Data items
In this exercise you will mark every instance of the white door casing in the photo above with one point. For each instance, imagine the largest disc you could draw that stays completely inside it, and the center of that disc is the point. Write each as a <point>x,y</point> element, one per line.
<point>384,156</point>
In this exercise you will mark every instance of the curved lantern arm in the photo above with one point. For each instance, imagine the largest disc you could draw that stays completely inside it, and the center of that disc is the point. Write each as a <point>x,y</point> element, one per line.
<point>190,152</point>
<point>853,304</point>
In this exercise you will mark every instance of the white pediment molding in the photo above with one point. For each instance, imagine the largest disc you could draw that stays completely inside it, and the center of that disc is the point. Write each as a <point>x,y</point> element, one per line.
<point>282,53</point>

-- WHAT THE TASK REQUIRES --
Retype each of the rows above word for word, keeping every one on its own line.

-- ANSWER TO THIS PROBLEM --
In this exercise you will mark every instance of the white door casing in the photo above with one point. For each instance, imagine the largest disc you could draw that stays completely inside it, and the center of that disc is the point. Write each as a <point>x,y</point> element, one per line.
<point>384,156</point>
In this exercise you will mark every instance of the curved lantern arm in the photo above with one point. For each instance, imagine the largest disc you could draw that stays completely inside it, and the center of that disc is the point. Write each as a <point>x,y</point> element, one per line.
<point>190,152</point>
<point>853,304</point>
In this exercise you will mark every instance of the white pediment molding in the photo above with one point. For each instance, imagine the largest disc you could draw that stays completely inside it, and the center of that disc is the point. Write each as a <point>x,y</point> element, one per line.
<point>282,53</point>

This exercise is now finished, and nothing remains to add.